EXERCISE DESCRIPTION -> Return every line of the records below word for word, leaving out the pictures.

** Start of EXTRACTED MATERIAL **

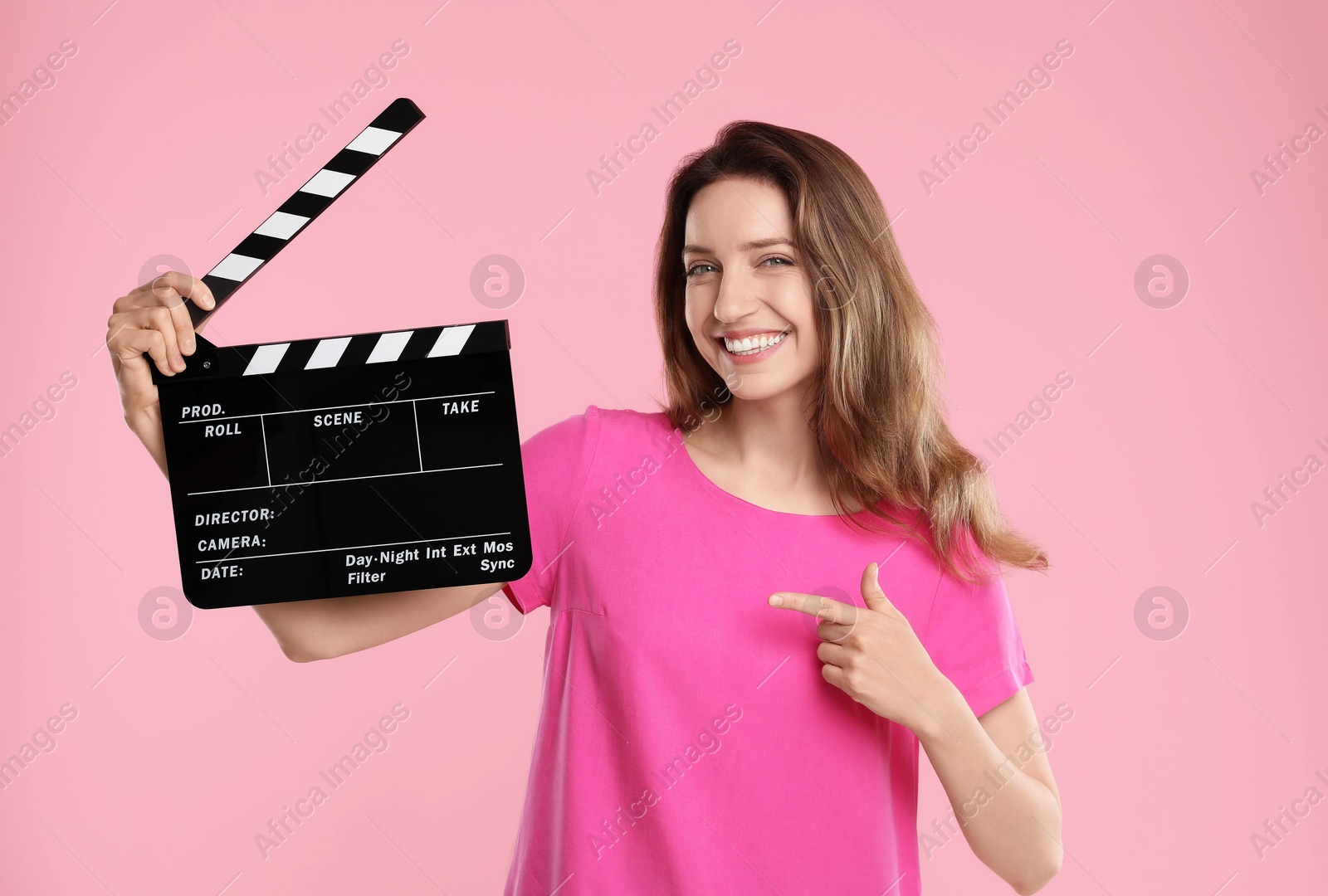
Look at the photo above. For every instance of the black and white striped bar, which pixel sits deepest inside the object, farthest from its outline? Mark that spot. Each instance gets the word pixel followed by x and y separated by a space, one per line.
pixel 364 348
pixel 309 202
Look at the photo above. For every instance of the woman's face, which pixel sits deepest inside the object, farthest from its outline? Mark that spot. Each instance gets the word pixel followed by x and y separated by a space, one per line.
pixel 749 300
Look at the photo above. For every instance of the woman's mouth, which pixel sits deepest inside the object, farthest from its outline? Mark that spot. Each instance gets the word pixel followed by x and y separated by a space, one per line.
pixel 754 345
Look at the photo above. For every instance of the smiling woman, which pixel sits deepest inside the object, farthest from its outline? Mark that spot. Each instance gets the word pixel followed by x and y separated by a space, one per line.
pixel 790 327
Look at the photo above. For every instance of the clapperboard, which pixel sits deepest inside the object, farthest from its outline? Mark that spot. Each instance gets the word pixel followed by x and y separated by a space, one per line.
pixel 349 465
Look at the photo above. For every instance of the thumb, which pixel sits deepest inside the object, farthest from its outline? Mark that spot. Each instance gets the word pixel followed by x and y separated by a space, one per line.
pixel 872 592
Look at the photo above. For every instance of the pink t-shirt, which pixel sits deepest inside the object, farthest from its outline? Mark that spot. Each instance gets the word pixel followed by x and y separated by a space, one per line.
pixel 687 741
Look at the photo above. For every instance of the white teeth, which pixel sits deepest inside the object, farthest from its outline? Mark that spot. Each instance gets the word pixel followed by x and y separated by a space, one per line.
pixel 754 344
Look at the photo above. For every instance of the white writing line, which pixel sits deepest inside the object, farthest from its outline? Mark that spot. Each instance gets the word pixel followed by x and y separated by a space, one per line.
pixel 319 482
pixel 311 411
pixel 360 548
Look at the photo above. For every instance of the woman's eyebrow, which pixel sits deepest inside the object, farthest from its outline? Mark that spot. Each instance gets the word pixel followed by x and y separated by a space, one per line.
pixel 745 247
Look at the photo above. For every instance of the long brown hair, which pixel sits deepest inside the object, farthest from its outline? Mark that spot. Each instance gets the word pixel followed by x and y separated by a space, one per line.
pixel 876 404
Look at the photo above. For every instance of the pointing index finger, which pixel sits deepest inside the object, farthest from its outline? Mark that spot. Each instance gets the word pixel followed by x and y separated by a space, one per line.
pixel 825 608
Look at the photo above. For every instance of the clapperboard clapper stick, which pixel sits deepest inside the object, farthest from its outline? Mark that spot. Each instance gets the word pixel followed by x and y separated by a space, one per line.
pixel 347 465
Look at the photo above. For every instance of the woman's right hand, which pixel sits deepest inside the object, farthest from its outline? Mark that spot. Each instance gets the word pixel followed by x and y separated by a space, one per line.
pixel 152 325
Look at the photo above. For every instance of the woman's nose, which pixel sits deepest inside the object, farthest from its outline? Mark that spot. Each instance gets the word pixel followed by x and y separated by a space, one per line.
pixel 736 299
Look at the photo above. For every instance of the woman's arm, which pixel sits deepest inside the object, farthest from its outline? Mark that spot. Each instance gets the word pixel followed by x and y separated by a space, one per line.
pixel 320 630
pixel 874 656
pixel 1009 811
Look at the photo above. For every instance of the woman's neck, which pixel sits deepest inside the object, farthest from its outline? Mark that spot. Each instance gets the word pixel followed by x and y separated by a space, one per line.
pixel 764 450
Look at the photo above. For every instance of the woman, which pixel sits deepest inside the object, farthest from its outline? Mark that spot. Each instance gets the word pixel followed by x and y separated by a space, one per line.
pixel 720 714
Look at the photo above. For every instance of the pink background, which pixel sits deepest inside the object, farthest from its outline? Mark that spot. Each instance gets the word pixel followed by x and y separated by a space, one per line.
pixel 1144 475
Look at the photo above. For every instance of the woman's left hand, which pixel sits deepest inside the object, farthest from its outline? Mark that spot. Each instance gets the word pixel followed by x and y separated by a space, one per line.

** End of EXTRACTED MATERIAL **

CORRECT ANSWER ->
Look at the photo above. For every instance of the black and white striped bar, which pixel sits deepest inside the object, farthest from its outline? Mark that spot. Each instance gets the word pixel followed by x and y separated by a space, one per line.
pixel 364 348
pixel 309 202
Look at the photo above. For every instance of the woman's face, which pixel sits deepest inside the object, farthest from its outline? Mark that spot. Each instance gets the word pixel followed by x and y separated by a space, one per line.
pixel 749 300
Look at the photo above. For every instance of the woman's mouth, which pixel sits deepest inside the object, farthest from its outline? Mark that spot. Each instance gets the word pixel followed by x and y separated by a space, one per line.
pixel 754 345
Look at the photo above. For every instance of the smiling woman, which pixel sits deepest inside the object, farthest from its outline? Mark that spot. Each instance gets the word pixel followed by x and y separated by a space, one per line.
pixel 790 327
Look at the photo above. For every instance of the clapperboard, which pixel sits deepest inside the object, farthest from its outline? Mark that spot. Each instance gets the word pixel followed by x and y separated by a space, one per line.
pixel 349 465
Look at the photo above. For every instance of the thumb, which pixel sits deepest inside the object, farthest from its outline? Mark that spot. Each instance gets the word pixel followed by x and y separated by a space, one per line.
pixel 872 592
Look at the photo above. For every instance of the pink t-shirt, which pixel sits deepest inside the object, farthest from its outline? Mark that spot. Each instance gets the word pixel followed by x and y separated by a space, one per line.
pixel 687 741
Look at the photo above. For every instance of the white teeth, which pixel sits deepest inside the object, farthest from its outline? Mark that spot. Each instance gets the word pixel followed by x and y separated by a space, one per line.
pixel 754 344
Look at the photo above. For every instance of the white writing line, which pixel sits deepest inside the object, farthest from its outline? Mark that spot. Each instance gets the word pixel followed by x and y separated by a space, one per line.
pixel 319 482
pixel 311 411
pixel 360 548
Look at the photo above. For every instance of the woman's eyebrow, which pixel sits deepest inside the object, farthest from its outline? Mark that spot. Each instance gets the word pixel followed by x and y separated by a space, one per line.
pixel 745 247
Look at the photo above. For every instance of the long brown hair, which pixel sits deepest inside the object, farthest from its outline? Mark that spot. Each instance gets the word pixel followed by x and y separated by a space, one per line.
pixel 876 404
Look at the photo above. For every instance of the pointing index finger, which pixel sits deepest inside the object, farthest from its outline? Mark that spot. Each instance gets the word pixel followed by x and y separated by a space, one per line.
pixel 825 608
Look at the photo above. For every instance of the clapperboard clapper stick, which pixel sits deepest inside the object, farthest from its outline? Mark that spot. Each instance gets the word pixel followed by x and y separated by a space, one per line.
pixel 347 465
Look at the photo above. For every instance of the woman's right hand, which pixel sits deepest inside the object, farthest from its outline? Mark that spot. Each instance gets the word pixel followed by x and y separated by a space, one per line.
pixel 152 325
Look at the photo above. For every instance of the woman's nose, which pixel sits deepest inside the object, farthest from its outline? Mark that spot. Each instance gets the word pixel followed by x and y separated by a space, one per line.
pixel 736 299
Look at the photo above. For every instance of the woman's arm, which pixel sits deepest inside the object, farthest from its outline? Mark that spot. Each instance gets the word pixel followed by x and y separated by a space, one per line.
pixel 320 630
pixel 874 656
pixel 1009 811
Look at the photo above. For every instance of the woman's neck, which pixel sits deepest inside the object, farthest from its outline? Mark that spot. Each instance gets the word pixel followed by x and y separated by a space, one per line.
pixel 764 450
Look at the photo above. For every instance of the woman, which pixel sits deepest inside the object, farthest from its outline? Mark that spot. Each instance gets the word pixel followed by x and y separated by a space, one per line.
pixel 720 714
Look at the photo above. For every instance of the pink background, which pixel sits deepest inside the object, farthest from its outline? Mark that spot. Each instance gets the word pixel followed by x and y separated by a space, one per line.
pixel 1144 475
Look at the photo above. For every instance of the woman's left hand, which pixel sits deepest inside the object, farthest from its outline? Mark that spot. Each instance gets the word pixel followed by x and y separated by a space, one per line.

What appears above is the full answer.